Records for this task>
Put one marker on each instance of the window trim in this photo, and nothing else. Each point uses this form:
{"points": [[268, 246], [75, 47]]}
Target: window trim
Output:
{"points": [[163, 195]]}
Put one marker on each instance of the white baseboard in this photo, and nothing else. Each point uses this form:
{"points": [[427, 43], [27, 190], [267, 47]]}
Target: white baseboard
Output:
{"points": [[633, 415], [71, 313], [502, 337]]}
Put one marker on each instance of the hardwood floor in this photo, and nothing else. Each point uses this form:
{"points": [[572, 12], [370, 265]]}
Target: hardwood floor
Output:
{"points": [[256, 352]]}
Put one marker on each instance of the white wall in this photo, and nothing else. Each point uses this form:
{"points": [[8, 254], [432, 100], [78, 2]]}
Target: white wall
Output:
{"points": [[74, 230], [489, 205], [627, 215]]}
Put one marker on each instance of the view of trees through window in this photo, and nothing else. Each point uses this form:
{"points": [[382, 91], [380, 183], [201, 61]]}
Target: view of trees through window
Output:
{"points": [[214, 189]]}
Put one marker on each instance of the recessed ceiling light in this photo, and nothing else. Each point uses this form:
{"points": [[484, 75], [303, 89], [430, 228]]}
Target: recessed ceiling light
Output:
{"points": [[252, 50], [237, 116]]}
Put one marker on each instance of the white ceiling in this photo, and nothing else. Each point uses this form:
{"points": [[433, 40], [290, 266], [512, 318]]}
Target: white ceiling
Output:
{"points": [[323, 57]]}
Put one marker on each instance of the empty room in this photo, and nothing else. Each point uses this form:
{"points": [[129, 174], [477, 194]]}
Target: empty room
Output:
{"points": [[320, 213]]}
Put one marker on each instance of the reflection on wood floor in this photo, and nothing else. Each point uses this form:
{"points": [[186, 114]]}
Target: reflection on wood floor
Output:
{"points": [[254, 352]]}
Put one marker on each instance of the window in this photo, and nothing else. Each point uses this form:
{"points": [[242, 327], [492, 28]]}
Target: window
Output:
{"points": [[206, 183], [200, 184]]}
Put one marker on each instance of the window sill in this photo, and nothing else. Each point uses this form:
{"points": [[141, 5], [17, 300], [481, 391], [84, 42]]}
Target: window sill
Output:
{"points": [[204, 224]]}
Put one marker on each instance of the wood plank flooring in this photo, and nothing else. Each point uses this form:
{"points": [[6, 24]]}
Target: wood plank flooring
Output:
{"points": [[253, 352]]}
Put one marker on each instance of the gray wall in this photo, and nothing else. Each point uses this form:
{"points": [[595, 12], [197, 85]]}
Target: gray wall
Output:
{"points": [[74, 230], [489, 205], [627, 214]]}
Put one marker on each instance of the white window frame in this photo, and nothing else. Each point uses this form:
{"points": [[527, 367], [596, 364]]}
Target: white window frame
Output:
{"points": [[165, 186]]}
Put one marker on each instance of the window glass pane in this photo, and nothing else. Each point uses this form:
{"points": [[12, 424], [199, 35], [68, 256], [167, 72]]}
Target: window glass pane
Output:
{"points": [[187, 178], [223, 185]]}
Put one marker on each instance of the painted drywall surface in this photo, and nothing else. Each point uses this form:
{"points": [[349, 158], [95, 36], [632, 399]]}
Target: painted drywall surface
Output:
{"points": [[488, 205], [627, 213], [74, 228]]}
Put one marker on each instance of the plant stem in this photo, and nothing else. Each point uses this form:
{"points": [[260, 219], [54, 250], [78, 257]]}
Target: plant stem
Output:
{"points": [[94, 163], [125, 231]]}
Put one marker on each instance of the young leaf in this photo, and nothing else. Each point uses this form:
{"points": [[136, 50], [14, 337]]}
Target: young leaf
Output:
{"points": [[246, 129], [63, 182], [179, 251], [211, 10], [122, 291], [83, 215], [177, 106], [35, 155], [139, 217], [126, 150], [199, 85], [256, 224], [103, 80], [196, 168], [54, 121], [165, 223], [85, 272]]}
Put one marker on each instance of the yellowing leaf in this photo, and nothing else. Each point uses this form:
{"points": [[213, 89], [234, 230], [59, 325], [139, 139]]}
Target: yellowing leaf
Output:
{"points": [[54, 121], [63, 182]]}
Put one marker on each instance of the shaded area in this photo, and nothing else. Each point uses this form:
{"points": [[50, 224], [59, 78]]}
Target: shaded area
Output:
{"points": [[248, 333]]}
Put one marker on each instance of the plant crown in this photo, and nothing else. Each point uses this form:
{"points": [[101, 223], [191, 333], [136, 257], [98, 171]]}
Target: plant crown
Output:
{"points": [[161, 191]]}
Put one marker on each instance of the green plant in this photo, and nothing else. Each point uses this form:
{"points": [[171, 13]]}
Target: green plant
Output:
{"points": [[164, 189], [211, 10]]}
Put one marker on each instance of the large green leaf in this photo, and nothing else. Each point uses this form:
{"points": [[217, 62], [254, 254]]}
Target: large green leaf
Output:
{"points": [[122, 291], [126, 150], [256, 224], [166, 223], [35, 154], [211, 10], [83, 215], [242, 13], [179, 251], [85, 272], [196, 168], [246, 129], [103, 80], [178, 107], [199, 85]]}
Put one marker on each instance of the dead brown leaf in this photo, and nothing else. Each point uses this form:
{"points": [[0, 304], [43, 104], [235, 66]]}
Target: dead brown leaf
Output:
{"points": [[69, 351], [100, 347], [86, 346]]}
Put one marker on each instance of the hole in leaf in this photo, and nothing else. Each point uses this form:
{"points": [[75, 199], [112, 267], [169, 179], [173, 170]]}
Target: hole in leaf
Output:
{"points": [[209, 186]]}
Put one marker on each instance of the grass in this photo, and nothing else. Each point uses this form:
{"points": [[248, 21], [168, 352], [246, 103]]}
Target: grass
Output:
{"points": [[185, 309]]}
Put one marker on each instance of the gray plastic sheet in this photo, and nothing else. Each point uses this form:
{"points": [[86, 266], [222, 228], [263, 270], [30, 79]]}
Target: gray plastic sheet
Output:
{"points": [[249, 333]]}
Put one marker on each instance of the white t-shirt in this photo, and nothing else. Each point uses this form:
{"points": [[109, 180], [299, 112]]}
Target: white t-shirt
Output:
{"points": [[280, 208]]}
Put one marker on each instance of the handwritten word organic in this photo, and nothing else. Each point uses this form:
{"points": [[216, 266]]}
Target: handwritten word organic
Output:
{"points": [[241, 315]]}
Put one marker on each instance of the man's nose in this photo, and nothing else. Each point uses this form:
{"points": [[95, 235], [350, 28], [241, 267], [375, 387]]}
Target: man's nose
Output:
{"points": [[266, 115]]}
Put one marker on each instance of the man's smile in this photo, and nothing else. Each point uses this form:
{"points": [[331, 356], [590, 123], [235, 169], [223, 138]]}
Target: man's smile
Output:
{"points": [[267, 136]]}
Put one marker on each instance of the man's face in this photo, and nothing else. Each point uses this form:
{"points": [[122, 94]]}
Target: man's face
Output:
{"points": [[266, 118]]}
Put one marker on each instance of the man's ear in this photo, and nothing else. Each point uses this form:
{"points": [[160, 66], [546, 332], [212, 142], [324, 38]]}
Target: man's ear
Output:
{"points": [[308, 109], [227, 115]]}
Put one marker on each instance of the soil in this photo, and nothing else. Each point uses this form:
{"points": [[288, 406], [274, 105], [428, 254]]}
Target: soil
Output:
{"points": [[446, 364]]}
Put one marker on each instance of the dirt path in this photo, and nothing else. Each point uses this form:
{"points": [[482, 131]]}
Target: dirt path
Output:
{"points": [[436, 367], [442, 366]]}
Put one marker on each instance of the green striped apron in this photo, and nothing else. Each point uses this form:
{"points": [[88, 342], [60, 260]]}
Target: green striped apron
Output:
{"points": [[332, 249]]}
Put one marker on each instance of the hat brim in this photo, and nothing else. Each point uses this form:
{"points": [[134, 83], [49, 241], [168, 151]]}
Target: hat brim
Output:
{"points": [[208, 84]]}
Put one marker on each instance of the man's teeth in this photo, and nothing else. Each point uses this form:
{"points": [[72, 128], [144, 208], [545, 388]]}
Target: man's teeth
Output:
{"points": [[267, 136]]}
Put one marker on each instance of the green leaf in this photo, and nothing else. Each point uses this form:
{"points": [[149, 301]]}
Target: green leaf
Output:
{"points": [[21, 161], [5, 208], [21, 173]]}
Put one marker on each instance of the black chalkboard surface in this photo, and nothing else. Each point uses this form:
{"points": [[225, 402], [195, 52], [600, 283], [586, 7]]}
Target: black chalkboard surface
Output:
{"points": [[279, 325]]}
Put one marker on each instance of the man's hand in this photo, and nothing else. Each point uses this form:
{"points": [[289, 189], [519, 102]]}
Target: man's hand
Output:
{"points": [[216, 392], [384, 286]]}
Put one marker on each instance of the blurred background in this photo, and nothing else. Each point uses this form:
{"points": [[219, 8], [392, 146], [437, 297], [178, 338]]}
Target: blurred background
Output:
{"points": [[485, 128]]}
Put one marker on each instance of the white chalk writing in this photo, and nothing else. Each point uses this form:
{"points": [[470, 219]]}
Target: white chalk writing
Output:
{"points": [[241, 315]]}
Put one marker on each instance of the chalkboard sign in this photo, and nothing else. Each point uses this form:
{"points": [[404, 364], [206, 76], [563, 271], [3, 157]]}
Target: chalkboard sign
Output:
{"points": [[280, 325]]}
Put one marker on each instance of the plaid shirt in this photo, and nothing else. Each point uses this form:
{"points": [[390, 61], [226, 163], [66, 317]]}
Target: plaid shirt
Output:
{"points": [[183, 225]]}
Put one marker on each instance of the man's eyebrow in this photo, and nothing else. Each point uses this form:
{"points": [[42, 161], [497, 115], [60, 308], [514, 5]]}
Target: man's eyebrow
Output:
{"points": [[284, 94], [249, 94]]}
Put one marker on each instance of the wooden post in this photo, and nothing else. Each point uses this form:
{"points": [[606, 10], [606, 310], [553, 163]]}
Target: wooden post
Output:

Requirements>
Copy only this span: the line that contains "Put one marker on each instance of the chalkboard", the last line, and every line between them.

Worked solution>
Put one marker on each instance of the chalkboard sign in this photo, and nothing else. Each point uses this form:
{"points": [[404, 364], [206, 76], [563, 271], [3, 157]]}
Target: chalkboard sign
Output:
{"points": [[280, 325]]}
Put one marker on each instance of the plaid shirt in this photo, and nothing else. Each point uses this form:
{"points": [[390, 61], [226, 163], [66, 317]]}
Target: plaid shirt
Output:
{"points": [[183, 225]]}
Put one marker on each instance of the man's eyebrow in this photo, and nothing else. Each point uses this form:
{"points": [[42, 161], [497, 115], [60, 308], [514, 5]]}
Target: man's eyebrow
Output:
{"points": [[284, 94], [249, 94]]}
Put one marker on each instance of the wooden post in this photo, and nothing else. Each point uses this form:
{"points": [[606, 10], [606, 310], [553, 163]]}
Target: wooden post
Output:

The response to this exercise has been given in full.